## ENTRIES SUPPLIED
***

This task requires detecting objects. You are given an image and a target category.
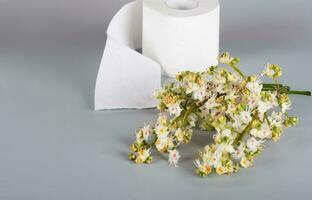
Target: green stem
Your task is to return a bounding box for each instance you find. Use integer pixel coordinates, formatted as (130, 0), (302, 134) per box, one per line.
(262, 84), (290, 91)
(194, 111), (203, 120)
(229, 64), (245, 78)
(233, 119), (254, 146)
(262, 83), (284, 88)
(171, 101), (198, 127)
(182, 109), (191, 126)
(264, 112), (271, 126)
(287, 90), (311, 96)
(262, 87), (310, 96)
(274, 80), (280, 91)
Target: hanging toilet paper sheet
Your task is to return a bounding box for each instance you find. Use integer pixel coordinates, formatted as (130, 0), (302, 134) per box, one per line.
(95, 0), (219, 110)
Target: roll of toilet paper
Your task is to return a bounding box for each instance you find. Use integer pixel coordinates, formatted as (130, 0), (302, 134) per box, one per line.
(95, 0), (219, 110)
(95, 0), (161, 110)
(143, 0), (220, 77)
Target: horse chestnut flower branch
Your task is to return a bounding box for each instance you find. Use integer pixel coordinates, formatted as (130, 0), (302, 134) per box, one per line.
(129, 52), (310, 177)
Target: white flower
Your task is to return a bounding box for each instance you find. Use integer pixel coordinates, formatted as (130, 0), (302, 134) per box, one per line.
(239, 110), (252, 124)
(155, 134), (168, 151)
(201, 146), (213, 164)
(246, 79), (263, 95)
(213, 72), (227, 85)
(250, 122), (272, 139)
(218, 52), (234, 64)
(213, 129), (233, 142)
(137, 148), (151, 161)
(221, 129), (232, 139)
(263, 64), (275, 77)
(247, 94), (261, 109)
(225, 91), (238, 100)
(210, 143), (235, 168)
(168, 102), (182, 116)
(216, 143), (235, 154)
(141, 125), (153, 141)
(215, 84), (225, 93)
(175, 128), (184, 143)
(155, 123), (169, 136)
(225, 102), (235, 115)
(204, 95), (220, 110)
(193, 85), (207, 101)
(212, 153), (222, 168)
(246, 137), (264, 152)
(185, 82), (199, 94)
(258, 100), (276, 116)
(269, 111), (283, 127)
(231, 114), (243, 128)
(232, 143), (245, 159)
(157, 131), (169, 141)
(240, 157), (252, 168)
(136, 132), (144, 144)
(227, 73), (241, 84)
(168, 149), (180, 167)
(188, 114), (196, 127)
(263, 63), (282, 79)
(258, 100), (270, 113)
(281, 101), (291, 113)
(135, 125), (153, 144)
(193, 159), (202, 168)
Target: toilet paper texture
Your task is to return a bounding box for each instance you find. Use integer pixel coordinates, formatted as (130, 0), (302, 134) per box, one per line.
(143, 0), (219, 77)
(95, 0), (219, 110)
(95, 0), (161, 110)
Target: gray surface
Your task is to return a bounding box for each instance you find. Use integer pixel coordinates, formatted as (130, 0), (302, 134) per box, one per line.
(1, 0), (312, 199)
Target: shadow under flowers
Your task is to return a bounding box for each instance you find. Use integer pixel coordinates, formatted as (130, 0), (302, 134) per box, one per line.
(174, 129), (215, 174)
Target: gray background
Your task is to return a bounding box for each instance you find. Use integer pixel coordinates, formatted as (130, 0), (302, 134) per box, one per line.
(1, 0), (312, 199)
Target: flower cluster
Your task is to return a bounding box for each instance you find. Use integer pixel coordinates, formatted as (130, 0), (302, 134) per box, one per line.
(129, 52), (305, 177)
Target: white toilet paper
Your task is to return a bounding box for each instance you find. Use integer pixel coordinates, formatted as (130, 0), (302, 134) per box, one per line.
(143, 0), (220, 77)
(95, 0), (161, 110)
(95, 0), (219, 110)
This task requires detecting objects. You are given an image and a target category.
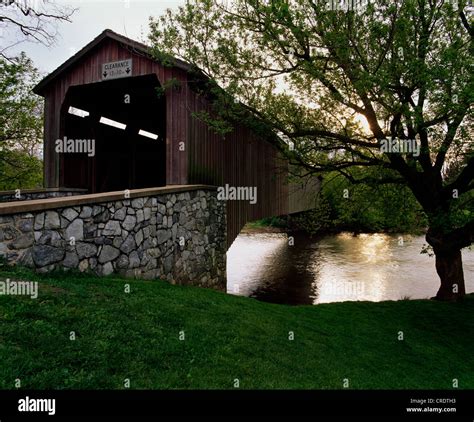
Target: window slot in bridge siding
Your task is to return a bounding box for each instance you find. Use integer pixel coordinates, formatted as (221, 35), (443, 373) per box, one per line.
(68, 106), (89, 118)
(99, 116), (126, 130)
(138, 129), (159, 140)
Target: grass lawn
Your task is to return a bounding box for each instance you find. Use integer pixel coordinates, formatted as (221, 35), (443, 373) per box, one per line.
(0, 264), (473, 389)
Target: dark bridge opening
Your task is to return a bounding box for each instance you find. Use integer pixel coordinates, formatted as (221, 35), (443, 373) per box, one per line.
(60, 74), (166, 193)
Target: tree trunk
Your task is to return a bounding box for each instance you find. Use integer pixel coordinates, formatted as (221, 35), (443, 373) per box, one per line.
(434, 249), (466, 301)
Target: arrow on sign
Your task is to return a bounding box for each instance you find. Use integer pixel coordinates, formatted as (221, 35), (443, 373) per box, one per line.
(103, 71), (108, 78)
(126, 67), (130, 74)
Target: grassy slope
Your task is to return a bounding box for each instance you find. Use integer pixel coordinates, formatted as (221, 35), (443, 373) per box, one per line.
(0, 266), (472, 390)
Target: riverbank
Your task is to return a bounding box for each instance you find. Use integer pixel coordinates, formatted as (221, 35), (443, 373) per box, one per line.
(0, 264), (473, 389)
(243, 217), (427, 237)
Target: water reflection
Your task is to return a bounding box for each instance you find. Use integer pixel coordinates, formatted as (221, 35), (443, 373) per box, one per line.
(226, 232), (474, 305)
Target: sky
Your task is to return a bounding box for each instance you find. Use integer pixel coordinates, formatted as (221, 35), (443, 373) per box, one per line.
(3, 0), (186, 75)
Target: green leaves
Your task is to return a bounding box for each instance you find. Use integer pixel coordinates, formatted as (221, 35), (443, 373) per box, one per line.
(191, 110), (234, 136)
(0, 53), (43, 189)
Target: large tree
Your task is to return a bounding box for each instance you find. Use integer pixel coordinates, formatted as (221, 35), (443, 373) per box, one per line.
(150, 0), (473, 301)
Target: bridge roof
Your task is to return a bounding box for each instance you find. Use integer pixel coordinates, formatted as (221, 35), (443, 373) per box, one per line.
(33, 29), (195, 96)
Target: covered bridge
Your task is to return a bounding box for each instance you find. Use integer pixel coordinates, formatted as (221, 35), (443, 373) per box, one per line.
(33, 29), (317, 248)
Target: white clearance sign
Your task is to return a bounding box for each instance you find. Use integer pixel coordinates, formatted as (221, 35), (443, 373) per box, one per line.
(101, 59), (133, 80)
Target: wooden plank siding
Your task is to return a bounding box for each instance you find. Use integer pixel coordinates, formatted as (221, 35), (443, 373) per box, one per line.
(36, 30), (315, 250)
(186, 92), (289, 246)
(288, 173), (320, 215)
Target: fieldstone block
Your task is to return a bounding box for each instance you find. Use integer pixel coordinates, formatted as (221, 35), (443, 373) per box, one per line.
(63, 208), (79, 221)
(112, 237), (122, 248)
(164, 254), (174, 274)
(11, 233), (34, 249)
(120, 234), (136, 254)
(135, 230), (144, 247)
(79, 259), (89, 272)
(98, 245), (120, 263)
(116, 255), (129, 269)
(99, 262), (114, 276)
(132, 197), (145, 208)
(156, 229), (170, 244)
(44, 211), (60, 229)
(114, 207), (126, 221)
(16, 217), (33, 233)
(64, 252), (79, 268)
(122, 215), (136, 231)
(38, 230), (62, 247)
(103, 220), (121, 236)
(157, 204), (166, 215)
(92, 205), (103, 216)
(32, 245), (65, 267)
(80, 206), (93, 218)
(93, 209), (110, 223)
(76, 242), (97, 259)
(148, 248), (162, 258)
(66, 219), (84, 242)
(129, 251), (140, 268)
(34, 213), (45, 230)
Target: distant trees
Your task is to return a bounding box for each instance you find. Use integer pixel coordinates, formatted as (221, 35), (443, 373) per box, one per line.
(0, 53), (43, 189)
(290, 166), (430, 235)
(0, 1), (75, 189)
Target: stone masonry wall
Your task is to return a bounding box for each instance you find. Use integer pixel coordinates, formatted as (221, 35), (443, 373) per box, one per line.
(0, 189), (227, 290)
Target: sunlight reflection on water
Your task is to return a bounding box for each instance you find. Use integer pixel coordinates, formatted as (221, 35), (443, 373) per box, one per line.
(226, 232), (474, 305)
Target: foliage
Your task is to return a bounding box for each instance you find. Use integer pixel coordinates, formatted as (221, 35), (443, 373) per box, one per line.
(191, 110), (234, 136)
(290, 194), (333, 235)
(289, 167), (428, 234)
(155, 77), (182, 98)
(322, 168), (428, 233)
(0, 53), (43, 189)
(246, 215), (288, 229)
(0, 148), (42, 190)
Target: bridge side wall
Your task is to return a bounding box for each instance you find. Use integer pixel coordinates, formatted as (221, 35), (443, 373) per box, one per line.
(187, 92), (290, 248)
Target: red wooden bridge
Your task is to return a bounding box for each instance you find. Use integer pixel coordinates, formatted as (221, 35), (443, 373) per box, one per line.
(33, 29), (317, 247)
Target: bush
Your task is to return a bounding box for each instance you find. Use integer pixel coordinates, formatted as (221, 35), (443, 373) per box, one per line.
(290, 167), (428, 235)
(290, 195), (332, 235)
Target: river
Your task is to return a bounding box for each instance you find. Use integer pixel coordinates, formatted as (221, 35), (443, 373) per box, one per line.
(226, 232), (474, 305)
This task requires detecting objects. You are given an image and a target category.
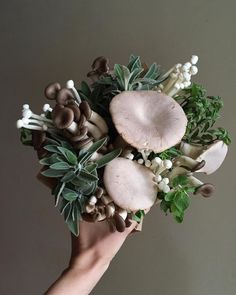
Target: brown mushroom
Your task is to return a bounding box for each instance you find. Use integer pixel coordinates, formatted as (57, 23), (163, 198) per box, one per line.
(194, 183), (215, 198)
(67, 102), (81, 122)
(44, 82), (61, 100)
(110, 91), (187, 153)
(53, 107), (74, 129)
(56, 88), (74, 105)
(87, 56), (109, 78)
(113, 212), (126, 232)
(103, 157), (158, 211)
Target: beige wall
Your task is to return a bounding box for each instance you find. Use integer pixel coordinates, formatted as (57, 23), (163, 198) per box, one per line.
(0, 0), (235, 294)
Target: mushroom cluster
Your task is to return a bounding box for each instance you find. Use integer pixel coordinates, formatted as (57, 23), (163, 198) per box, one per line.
(44, 81), (109, 150)
(82, 186), (133, 232)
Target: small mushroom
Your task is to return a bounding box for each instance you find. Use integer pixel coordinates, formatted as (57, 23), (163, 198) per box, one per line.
(194, 183), (215, 198)
(105, 203), (115, 218)
(52, 106), (75, 130)
(113, 212), (126, 232)
(110, 91), (187, 152)
(44, 82), (61, 100)
(103, 157), (158, 211)
(180, 140), (228, 175)
(87, 56), (109, 79)
(173, 155), (205, 172)
(56, 88), (74, 105)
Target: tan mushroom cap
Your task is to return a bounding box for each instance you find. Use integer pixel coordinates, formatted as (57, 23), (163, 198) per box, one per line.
(103, 157), (158, 211)
(110, 91), (187, 153)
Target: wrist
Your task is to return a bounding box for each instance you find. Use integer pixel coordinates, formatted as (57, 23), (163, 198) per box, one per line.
(69, 247), (111, 274)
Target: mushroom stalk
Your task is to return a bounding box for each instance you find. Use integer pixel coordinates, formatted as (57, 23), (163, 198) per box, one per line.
(89, 111), (109, 134)
(66, 80), (82, 104)
(84, 121), (103, 139)
(174, 155), (205, 172)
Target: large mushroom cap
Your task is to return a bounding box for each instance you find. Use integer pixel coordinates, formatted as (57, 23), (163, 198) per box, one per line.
(103, 157), (158, 211)
(110, 91), (187, 153)
(196, 140), (228, 174)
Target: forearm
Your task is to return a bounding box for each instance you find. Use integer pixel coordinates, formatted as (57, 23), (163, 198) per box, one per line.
(44, 249), (110, 295)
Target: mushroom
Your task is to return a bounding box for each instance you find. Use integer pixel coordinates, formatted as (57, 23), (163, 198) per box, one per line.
(113, 212), (126, 232)
(52, 106), (77, 132)
(87, 56), (109, 80)
(180, 140), (228, 174)
(173, 155), (206, 172)
(103, 157), (158, 211)
(44, 82), (61, 100)
(79, 101), (108, 134)
(56, 88), (74, 105)
(109, 91), (187, 153)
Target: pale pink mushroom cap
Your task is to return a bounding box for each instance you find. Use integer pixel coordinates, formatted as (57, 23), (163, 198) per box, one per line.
(196, 140), (228, 174)
(103, 157), (158, 211)
(110, 91), (187, 153)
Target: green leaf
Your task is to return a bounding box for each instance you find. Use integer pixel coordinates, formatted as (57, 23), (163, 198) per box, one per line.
(127, 55), (142, 71)
(85, 163), (98, 173)
(95, 148), (122, 168)
(172, 175), (188, 187)
(144, 63), (159, 79)
(55, 182), (65, 207)
(78, 137), (108, 163)
(164, 191), (176, 202)
(160, 200), (170, 214)
(61, 170), (76, 183)
(41, 169), (65, 178)
(174, 192), (190, 211)
(114, 64), (125, 89)
(57, 147), (77, 165)
(44, 145), (61, 153)
(39, 154), (63, 165)
(50, 162), (71, 170)
(20, 128), (33, 146)
(62, 188), (78, 201)
(66, 207), (79, 236)
(78, 170), (99, 182)
(80, 81), (91, 97)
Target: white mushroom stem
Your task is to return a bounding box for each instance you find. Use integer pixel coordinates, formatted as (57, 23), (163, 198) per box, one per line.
(155, 159), (173, 175)
(187, 175), (203, 187)
(89, 111), (109, 134)
(180, 141), (203, 158)
(162, 73), (178, 93)
(84, 121), (103, 139)
(16, 119), (47, 131)
(106, 203), (115, 218)
(22, 108), (53, 124)
(66, 121), (79, 134)
(66, 80), (82, 104)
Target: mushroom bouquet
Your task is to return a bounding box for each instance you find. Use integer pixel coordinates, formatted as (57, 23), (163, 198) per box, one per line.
(16, 54), (231, 236)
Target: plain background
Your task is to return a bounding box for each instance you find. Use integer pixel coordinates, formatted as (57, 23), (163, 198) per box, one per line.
(0, 0), (235, 294)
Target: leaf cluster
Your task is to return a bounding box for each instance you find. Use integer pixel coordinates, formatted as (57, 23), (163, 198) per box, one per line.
(177, 83), (231, 145)
(159, 175), (195, 223)
(40, 134), (121, 235)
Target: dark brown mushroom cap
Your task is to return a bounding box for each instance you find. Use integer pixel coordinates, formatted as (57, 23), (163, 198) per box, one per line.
(44, 82), (61, 100)
(87, 56), (109, 77)
(103, 157), (158, 211)
(67, 102), (81, 122)
(192, 160), (206, 172)
(51, 104), (64, 120)
(56, 88), (74, 105)
(194, 183), (215, 198)
(79, 101), (92, 120)
(110, 91), (188, 153)
(53, 107), (74, 129)
(113, 212), (126, 232)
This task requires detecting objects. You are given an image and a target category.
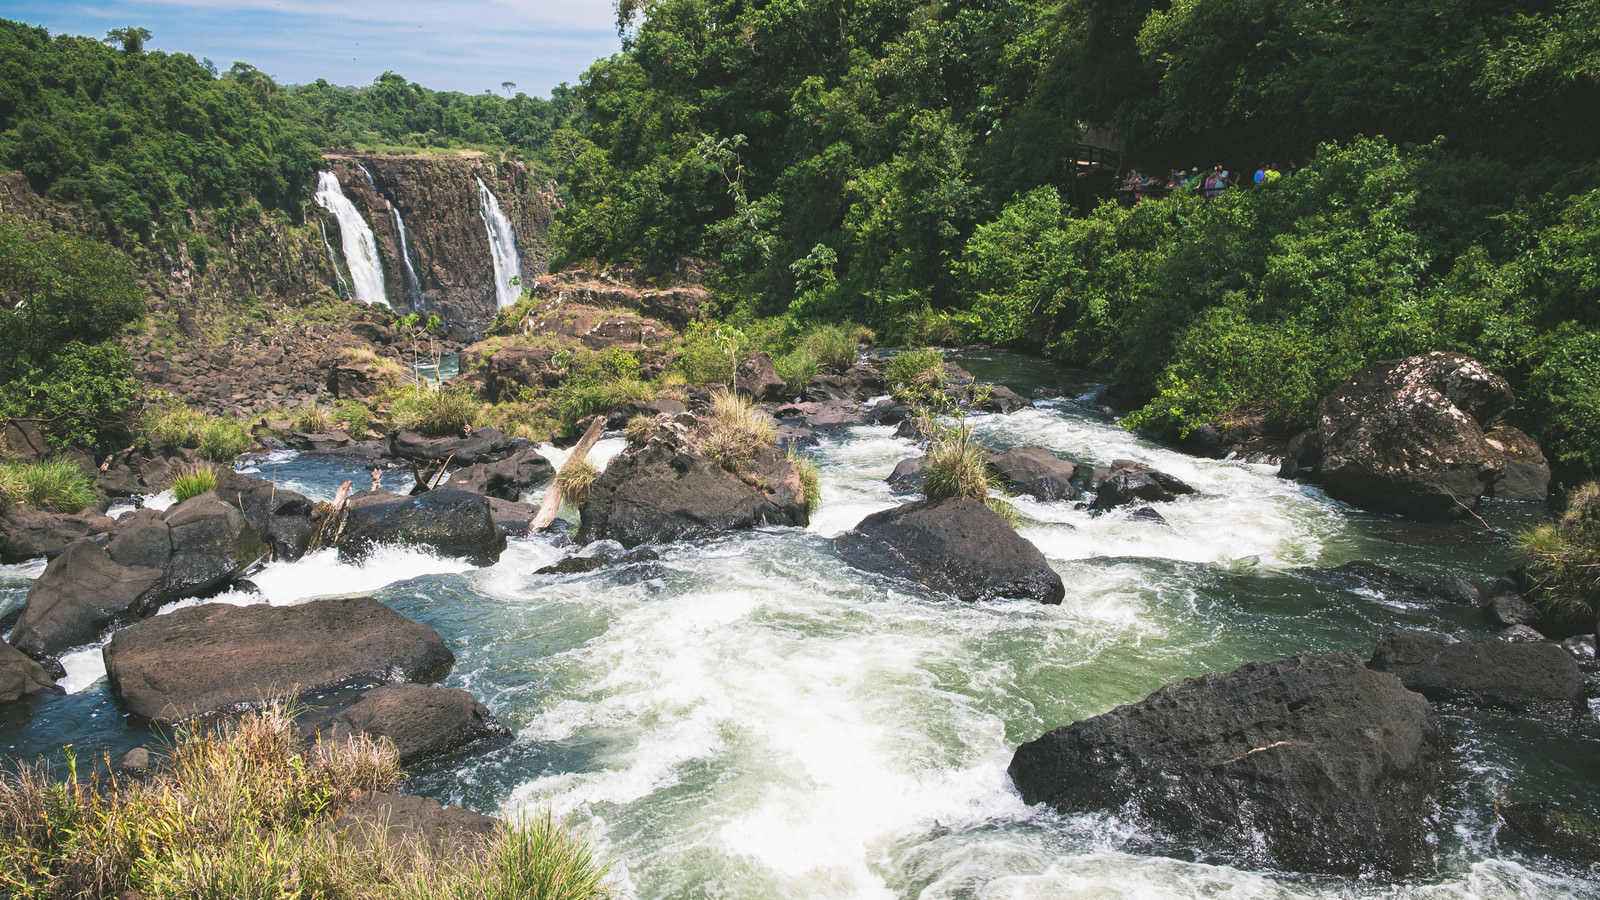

***

## WHAT YOU HAVE TO DO
The answer is the lines above, word for word, from the first one through the one containing "Target: white flower"; it includes no pictures.

## EXPECTED OUTPUT
This task requires detecting objects. You are given an image and a target category.
Target: green stem
Your task is to return a bounding box for each instance you find. Use integer pixel coordinates, formatted as (130, 0), (302, 134) per box, one per line.
(262, 84), (290, 91)
(194, 111), (203, 120)
(229, 64), (245, 78)
(233, 119), (254, 146)
(262, 83), (284, 88)
(171, 101), (198, 127)
(182, 109), (191, 126)
(264, 112), (271, 126)
(287, 90), (311, 96)
(262, 87), (310, 96)
(274, 80), (280, 91)
Target: hanging toilet paper sheet
Your task is to return a bounding box for each instance you find. Use integer pixel coordinates, formatted as (130, 0), (302, 134) per box, one per line.
(95, 0), (219, 110)
Target: roll of toilet paper
Your task is to return a bounding box for each instance you find. Use integer pixel coordinates, formatted as (130, 0), (302, 134) per box, one per line.
(95, 0), (219, 110)
(95, 0), (161, 110)
(143, 0), (220, 77)
Target: horse chestnut flower branch
Your task is to return a bounding box for each instance you find. Use integer pixel coordinates, formatted as (130, 0), (302, 134) per box, one per line.
(129, 52), (310, 177)
Target: white flower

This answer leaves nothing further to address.